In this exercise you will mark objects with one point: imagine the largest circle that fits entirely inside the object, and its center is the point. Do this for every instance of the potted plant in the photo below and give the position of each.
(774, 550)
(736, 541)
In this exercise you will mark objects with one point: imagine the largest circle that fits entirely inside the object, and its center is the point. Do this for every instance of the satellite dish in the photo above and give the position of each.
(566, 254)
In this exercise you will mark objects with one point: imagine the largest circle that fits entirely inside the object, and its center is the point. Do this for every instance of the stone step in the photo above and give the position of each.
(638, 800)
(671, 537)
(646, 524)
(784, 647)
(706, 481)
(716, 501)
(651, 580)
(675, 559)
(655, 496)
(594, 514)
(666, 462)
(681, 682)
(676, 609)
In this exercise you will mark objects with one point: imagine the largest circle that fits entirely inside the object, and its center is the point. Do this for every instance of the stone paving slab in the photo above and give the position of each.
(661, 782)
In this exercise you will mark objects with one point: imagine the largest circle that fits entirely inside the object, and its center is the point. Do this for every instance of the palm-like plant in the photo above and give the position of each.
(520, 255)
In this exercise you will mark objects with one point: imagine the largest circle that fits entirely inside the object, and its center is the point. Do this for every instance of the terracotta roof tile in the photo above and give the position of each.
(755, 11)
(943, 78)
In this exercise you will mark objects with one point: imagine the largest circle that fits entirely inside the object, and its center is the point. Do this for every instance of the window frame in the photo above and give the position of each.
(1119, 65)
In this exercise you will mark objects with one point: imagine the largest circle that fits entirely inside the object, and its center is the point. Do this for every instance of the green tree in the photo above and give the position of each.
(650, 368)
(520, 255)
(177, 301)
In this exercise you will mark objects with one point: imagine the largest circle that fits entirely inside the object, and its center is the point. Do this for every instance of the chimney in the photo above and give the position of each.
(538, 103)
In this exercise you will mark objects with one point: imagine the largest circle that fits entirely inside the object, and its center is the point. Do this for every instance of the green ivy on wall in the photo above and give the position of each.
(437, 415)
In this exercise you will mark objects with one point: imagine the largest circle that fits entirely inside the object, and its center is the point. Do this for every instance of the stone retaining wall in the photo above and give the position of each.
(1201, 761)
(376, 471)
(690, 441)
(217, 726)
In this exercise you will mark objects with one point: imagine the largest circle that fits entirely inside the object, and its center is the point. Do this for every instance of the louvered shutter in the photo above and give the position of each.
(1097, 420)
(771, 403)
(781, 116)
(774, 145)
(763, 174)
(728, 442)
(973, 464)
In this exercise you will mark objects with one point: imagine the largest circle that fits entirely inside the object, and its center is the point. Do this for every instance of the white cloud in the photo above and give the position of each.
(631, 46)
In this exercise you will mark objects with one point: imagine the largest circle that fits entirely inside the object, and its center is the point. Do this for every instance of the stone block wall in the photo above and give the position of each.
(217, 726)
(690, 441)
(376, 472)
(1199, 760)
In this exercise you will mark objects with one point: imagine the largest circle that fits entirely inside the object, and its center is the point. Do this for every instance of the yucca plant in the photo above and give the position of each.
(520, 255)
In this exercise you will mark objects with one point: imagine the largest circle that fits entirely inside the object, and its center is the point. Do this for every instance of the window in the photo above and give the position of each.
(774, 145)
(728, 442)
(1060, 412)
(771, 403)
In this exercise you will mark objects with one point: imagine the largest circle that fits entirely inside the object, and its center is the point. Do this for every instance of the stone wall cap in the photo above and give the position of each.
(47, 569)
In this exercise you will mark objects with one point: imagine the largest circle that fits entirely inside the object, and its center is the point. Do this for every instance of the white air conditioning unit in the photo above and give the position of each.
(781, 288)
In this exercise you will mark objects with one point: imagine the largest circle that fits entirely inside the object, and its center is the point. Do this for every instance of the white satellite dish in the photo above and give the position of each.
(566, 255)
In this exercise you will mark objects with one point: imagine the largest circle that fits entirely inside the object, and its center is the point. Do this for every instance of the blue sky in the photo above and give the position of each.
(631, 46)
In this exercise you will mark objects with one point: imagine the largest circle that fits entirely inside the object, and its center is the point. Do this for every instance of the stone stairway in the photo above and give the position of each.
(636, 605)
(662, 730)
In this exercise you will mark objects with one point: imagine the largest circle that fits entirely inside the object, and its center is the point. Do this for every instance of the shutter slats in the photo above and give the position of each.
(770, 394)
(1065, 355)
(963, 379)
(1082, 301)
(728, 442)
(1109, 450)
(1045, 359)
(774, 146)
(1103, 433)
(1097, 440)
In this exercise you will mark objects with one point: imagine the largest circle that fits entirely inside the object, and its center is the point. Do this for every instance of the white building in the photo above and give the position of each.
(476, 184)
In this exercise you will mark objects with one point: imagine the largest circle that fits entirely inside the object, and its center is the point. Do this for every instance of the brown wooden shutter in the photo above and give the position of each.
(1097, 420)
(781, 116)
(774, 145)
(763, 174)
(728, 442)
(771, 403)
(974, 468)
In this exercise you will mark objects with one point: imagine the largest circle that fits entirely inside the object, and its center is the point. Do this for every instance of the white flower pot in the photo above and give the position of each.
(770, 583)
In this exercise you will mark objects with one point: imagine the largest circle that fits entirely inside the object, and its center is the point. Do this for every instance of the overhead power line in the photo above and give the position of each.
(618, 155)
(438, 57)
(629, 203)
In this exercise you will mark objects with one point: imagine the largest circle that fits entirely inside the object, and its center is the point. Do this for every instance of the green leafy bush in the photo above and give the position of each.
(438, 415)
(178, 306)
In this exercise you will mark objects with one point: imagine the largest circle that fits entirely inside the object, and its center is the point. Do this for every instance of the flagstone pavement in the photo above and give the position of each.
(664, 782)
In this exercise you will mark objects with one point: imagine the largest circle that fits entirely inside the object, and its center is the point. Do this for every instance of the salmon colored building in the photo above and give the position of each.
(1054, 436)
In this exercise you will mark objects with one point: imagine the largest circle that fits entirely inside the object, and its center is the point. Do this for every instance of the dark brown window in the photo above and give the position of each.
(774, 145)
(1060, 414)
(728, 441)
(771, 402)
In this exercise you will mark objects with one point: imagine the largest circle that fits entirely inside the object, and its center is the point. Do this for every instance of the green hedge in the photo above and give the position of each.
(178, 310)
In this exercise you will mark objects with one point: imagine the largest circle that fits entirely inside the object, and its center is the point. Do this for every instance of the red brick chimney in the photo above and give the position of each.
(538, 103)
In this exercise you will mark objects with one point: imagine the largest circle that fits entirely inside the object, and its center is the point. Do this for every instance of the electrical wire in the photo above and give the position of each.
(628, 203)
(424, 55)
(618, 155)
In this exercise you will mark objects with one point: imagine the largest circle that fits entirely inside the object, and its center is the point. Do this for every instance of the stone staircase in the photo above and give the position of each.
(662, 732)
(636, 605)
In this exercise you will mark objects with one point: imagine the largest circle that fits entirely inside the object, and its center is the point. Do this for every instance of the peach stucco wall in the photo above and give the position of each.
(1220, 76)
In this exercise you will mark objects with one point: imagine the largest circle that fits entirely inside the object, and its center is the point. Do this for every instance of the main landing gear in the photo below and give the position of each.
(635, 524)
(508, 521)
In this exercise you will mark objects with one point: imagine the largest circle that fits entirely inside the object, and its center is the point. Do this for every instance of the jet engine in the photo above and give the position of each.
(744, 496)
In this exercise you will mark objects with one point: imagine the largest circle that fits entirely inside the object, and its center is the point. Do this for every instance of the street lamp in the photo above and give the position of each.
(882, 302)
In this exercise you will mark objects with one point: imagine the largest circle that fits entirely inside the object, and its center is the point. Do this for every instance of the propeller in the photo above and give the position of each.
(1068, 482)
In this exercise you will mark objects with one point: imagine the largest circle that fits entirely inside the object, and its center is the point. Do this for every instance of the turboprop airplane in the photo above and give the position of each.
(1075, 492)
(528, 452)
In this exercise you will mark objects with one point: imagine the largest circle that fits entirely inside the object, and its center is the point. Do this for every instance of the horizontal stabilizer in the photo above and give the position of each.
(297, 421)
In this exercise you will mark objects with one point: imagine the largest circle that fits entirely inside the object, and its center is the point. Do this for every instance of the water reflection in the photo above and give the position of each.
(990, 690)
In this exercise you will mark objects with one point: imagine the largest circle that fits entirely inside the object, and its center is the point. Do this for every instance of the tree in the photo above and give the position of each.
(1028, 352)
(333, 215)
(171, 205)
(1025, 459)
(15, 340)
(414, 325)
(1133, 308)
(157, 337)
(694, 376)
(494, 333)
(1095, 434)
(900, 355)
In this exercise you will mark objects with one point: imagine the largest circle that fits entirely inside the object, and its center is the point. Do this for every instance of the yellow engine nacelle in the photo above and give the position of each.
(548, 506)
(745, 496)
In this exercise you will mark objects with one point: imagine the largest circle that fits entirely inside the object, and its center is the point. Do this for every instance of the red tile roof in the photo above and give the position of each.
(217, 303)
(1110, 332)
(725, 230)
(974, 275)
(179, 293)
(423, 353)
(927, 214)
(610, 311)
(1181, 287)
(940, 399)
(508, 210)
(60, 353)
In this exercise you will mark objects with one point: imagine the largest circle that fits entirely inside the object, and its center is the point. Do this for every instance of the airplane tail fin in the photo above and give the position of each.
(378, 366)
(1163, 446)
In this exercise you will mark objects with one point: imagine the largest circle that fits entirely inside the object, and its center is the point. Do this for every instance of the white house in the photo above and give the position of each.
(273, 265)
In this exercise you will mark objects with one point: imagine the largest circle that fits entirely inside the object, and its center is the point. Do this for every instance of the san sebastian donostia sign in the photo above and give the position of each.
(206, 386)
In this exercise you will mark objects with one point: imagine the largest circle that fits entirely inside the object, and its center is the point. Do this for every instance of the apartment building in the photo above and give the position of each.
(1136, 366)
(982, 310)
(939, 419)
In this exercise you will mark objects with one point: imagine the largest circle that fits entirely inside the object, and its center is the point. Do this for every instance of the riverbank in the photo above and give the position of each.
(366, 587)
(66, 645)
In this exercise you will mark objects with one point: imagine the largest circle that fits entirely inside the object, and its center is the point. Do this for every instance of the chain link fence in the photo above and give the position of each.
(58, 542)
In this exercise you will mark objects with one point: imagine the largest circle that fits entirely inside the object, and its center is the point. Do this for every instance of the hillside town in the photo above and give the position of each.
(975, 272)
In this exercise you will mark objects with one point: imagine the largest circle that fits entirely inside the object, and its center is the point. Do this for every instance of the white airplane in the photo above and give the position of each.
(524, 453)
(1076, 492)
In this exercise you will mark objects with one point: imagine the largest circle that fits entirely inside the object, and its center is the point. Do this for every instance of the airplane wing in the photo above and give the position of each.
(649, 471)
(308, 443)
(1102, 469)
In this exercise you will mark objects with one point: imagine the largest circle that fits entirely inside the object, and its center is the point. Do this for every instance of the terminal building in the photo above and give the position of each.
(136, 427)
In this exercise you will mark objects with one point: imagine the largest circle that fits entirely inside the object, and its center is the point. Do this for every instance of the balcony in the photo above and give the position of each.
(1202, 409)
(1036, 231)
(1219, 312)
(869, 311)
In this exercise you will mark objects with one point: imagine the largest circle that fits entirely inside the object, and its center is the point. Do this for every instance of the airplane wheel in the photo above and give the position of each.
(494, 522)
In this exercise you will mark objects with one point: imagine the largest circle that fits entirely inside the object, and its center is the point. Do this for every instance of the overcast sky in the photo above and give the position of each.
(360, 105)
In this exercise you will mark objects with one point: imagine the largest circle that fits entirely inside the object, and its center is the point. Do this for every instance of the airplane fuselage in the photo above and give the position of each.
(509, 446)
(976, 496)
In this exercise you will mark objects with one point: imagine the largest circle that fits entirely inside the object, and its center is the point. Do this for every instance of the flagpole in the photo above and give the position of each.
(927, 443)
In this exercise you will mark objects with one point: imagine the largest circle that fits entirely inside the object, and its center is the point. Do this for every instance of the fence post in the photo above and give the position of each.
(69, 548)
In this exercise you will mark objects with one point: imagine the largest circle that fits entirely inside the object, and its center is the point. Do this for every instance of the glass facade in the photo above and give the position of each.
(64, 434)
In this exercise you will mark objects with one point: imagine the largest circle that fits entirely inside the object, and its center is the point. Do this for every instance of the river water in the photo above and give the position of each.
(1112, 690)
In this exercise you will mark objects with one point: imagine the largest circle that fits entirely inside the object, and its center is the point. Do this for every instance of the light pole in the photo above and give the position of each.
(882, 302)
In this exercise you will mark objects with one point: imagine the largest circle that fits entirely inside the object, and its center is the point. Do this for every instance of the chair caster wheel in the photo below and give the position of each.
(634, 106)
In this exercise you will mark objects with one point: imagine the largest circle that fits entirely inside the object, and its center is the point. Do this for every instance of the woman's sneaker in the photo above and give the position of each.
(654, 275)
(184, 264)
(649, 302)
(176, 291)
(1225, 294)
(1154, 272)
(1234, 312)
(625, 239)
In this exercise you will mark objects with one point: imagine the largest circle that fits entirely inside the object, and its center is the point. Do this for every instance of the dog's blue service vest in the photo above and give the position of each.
=-=-=-=-=
→ Given task: Extract every line from the one containing "of the woman's" to the end of the entries, including both of those lines, exactly as given and with nothing added.

→ Reply:
In this exercise you will mark objects with one point: imagine the largest circle that fits entirely inside the object, and its center is the point. Do this for every instance of the woman's sneaker in the photo above and give the position of each.
(654, 275)
(184, 264)
(649, 302)
(176, 291)
(1225, 294)
(1154, 272)
(1234, 312)
(625, 239)
In this exercise you will mark objects with one point: imagine the largest circle that fits entirely inside the object, and its center is the point. Do this for every instance of the dog's blue service vest in the photo above and give the position of each.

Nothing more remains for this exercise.